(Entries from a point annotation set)
>> BEGIN
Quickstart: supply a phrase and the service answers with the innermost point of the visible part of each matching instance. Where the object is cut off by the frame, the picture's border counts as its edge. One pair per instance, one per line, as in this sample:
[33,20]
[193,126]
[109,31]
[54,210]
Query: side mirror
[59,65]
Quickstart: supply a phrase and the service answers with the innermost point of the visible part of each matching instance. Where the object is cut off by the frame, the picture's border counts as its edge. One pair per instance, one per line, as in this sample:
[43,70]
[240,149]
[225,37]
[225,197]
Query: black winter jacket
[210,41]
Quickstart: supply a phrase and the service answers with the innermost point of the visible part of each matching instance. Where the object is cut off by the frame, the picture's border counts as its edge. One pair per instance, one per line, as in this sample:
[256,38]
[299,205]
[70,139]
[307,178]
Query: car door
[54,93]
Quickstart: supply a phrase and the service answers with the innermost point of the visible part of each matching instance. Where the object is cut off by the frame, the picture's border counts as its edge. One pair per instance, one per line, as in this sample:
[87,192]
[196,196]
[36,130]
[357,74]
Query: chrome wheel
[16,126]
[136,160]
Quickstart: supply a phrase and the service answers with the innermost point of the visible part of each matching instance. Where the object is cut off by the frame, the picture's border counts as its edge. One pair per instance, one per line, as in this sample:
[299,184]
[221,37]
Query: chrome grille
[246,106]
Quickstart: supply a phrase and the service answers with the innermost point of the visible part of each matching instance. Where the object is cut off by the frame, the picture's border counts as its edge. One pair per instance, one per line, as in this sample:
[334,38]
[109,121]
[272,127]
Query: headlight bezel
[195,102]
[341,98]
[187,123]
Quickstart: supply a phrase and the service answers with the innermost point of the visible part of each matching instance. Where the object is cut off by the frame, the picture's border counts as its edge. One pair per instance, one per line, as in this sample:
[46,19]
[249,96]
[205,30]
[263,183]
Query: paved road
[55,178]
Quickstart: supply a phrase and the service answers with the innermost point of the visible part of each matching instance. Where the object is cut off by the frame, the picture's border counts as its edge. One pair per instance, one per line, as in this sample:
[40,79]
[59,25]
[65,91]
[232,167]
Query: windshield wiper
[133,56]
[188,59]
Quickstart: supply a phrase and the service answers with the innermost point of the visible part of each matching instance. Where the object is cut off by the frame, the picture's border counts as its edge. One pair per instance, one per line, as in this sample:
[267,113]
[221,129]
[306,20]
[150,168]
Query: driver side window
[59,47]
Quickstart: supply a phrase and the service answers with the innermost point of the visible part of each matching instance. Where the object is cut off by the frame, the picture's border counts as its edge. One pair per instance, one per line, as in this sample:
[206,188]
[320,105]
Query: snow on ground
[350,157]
>> END
Retype the material above, line by line, exactly.

Quickstart: supply a phrase and the service answers with the innermost point of the visible part of each matching instance. Where the object is cut off by the frame, the picture's border counts as its edge. One pair per instance, one per line, as in this sample:
[33,20]
[193,126]
[109,31]
[54,210]
Query: side mirror
[59,65]
Quickstart: supply a phrase and the service answers with the innermost point of the visible part of each matching instance. Where the object is cut off by the frame, the picture's border counts as its edge. One pair per instance, one per line, as in this sample:
[43,70]
[240,149]
[225,37]
[225,197]
Query: black winter jacket
[210,41]
Quickstart: supply a phrase and the service answers with the innermost point of the visible part of each matching instance. Where the object is cut off by the frame, the picture's border counts as its edge. One pair per instance, one per line, as in this sample:
[256,38]
[299,205]
[70,139]
[307,178]
Query: car door
[54,93]
Quickstart: supply a phrase and the service answers with the innermost point of the visible part of each matching instance. Where the object is cut off by the frame, the picture's border counts as its edge. One pair per instance, one per line, as in this sample:
[87,192]
[196,196]
[36,130]
[357,74]
Query: chrome wheel
[16,126]
[136,160]
Quickstart: supply a phrase and the service answers with the innermost point of the visible part of each matching instance. Where the object is cut off by the frame, the picture's border counts as its edge. One pair per instance, one per line, as in this sample:
[299,184]
[221,37]
Query: chrome grille
[246,106]
Quickstart: supply a phrase and the service answers with the innermost point of the visible part of each matching instance. Where the object is cut off by the frame, the picture's border counts as its edge. One pair per instance, one per line, as in this sample:
[334,38]
[109,121]
[272,127]
Query: headlight bezel
[195,102]
[341,98]
[187,123]
Quickstart: supply a phrase and the service answers with the innermost point of the visible part of each matching instance. Where the object is cut off by the frame, the picture's border counts as its edge. One pair per instance, one per line, as in this sample:
[46,19]
[249,96]
[205,30]
[263,183]
Query: paved road
[55,178]
Quickstart: supply a phrase and the service answers with the innermost point of the visible part of each matching instance. Where the object is cut off by the frame, the picture's border counts as its edge. One pair per instance, one per line, as in this sample:
[40,79]
[59,25]
[65,91]
[232,167]
Query: windshield wiper
[133,56]
[188,59]
Quickstart: supply a phrase and the service answers with the innermost point of the visible part of each matching instance. Where the object is cut off by the frame, the picture's border counts as its edge. One pair per instance, one per line, as in this sample:
[267,113]
[221,129]
[306,20]
[150,168]
Query: driver side window
[59,47]
Quickstart: supply a phrase and the service answers with the innermost point of the visible part of each matching instance. Where the object is cut off by the frame, the picture's border counts as its edge. One pair per instance, one per line, as in this sample:
[206,188]
[320,105]
Query: snow on ground
[350,157]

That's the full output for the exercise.